## [Exercise goal]
Every line below that holds the string "instance" must be copied.

[[ Supplied entries, beginning ]]

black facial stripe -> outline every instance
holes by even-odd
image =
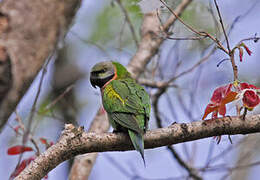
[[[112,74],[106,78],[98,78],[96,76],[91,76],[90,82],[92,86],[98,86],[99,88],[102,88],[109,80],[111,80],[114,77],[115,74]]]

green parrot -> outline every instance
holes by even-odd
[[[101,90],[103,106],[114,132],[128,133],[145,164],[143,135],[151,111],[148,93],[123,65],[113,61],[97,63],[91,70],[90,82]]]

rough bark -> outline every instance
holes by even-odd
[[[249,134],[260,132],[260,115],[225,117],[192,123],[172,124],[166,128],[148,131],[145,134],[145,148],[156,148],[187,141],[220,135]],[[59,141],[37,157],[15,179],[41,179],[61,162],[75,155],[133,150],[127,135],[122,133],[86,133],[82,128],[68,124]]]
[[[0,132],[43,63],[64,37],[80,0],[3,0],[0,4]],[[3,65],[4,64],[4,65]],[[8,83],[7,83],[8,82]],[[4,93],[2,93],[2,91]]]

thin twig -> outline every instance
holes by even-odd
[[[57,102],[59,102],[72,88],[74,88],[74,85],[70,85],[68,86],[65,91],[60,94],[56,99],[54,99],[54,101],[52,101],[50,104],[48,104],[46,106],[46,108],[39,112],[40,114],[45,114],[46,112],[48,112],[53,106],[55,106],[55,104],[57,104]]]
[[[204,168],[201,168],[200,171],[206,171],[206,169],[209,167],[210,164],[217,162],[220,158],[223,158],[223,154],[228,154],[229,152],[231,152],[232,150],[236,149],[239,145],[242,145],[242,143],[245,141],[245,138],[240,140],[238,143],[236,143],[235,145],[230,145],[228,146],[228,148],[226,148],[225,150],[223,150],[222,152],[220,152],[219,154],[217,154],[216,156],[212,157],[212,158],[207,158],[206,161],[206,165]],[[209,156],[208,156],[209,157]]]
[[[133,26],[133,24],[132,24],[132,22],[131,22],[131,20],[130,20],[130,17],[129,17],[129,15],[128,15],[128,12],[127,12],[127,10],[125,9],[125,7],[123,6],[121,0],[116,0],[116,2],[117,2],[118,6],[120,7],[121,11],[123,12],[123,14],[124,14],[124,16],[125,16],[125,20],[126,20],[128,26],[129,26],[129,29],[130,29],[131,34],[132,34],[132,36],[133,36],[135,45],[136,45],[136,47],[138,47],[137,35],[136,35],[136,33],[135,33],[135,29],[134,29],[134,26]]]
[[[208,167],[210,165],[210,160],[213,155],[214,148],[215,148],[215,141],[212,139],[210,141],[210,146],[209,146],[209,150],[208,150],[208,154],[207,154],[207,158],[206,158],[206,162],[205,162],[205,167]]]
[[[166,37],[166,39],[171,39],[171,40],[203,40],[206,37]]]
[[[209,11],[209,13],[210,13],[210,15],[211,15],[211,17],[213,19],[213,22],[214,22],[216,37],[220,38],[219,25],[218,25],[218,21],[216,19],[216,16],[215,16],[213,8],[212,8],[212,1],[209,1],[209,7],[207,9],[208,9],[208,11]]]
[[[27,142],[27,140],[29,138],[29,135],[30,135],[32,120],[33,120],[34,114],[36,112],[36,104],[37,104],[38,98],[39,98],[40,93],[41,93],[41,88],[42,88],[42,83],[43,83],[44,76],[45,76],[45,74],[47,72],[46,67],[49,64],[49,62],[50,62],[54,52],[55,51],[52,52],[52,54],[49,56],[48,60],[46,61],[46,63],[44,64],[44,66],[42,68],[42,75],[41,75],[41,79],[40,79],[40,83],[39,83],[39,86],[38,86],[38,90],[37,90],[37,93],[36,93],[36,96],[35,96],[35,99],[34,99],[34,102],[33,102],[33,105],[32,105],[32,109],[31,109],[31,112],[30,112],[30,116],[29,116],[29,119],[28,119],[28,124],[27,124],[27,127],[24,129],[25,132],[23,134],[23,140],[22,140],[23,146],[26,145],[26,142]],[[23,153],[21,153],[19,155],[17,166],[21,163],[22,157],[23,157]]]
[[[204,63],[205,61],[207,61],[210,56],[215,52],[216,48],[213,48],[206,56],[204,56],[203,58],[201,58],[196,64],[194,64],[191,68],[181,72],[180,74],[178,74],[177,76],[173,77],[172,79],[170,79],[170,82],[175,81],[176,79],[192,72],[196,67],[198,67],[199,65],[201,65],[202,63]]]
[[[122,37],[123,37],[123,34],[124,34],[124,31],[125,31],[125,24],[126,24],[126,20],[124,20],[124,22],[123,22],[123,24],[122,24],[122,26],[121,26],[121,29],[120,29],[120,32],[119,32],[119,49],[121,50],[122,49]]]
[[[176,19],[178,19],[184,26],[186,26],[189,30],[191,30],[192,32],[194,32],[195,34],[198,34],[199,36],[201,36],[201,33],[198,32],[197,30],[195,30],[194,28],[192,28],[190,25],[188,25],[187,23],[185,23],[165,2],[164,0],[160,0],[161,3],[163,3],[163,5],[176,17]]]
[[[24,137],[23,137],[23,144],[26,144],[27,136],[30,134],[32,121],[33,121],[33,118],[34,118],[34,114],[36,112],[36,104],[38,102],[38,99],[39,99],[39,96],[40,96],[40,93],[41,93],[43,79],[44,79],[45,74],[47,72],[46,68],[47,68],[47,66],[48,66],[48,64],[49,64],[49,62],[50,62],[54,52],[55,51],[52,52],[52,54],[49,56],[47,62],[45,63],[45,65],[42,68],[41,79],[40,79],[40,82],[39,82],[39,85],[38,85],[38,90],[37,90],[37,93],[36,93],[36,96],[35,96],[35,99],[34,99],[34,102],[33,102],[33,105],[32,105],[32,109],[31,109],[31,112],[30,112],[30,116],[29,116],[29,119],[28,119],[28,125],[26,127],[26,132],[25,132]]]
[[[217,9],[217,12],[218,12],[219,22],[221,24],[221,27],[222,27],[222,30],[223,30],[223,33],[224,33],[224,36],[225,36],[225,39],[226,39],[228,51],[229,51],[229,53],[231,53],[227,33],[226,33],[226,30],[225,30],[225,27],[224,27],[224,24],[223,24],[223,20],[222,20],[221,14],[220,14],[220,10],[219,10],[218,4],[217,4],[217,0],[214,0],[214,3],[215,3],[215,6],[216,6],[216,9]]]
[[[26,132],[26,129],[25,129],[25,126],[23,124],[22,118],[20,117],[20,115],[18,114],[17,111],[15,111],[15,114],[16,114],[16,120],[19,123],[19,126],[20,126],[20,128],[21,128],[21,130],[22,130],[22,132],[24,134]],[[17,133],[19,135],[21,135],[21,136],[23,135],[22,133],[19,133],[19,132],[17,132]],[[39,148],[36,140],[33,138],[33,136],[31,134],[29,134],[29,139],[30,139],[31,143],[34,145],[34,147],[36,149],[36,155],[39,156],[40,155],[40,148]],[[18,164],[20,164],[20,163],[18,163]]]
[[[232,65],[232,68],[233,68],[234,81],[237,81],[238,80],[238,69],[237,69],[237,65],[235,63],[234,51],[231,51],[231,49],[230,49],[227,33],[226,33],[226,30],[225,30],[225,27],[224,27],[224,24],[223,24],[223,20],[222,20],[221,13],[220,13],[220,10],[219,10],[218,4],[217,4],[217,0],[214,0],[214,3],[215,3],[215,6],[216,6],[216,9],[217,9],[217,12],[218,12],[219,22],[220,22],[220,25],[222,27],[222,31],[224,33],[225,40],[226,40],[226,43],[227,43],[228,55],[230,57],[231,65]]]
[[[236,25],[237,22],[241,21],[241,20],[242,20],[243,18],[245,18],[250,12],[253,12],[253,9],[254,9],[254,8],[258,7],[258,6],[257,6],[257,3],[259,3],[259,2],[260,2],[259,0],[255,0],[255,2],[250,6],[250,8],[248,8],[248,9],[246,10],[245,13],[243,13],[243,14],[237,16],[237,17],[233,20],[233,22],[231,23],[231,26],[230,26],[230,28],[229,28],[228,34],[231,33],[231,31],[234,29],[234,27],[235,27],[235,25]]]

[[ Supplied entries, end ]]

## [Answer to the problem]
black facial stripe -> outline every instance
green parrot -> outline every instance
rough bark -> outline every instance
thin twig -> outline every instance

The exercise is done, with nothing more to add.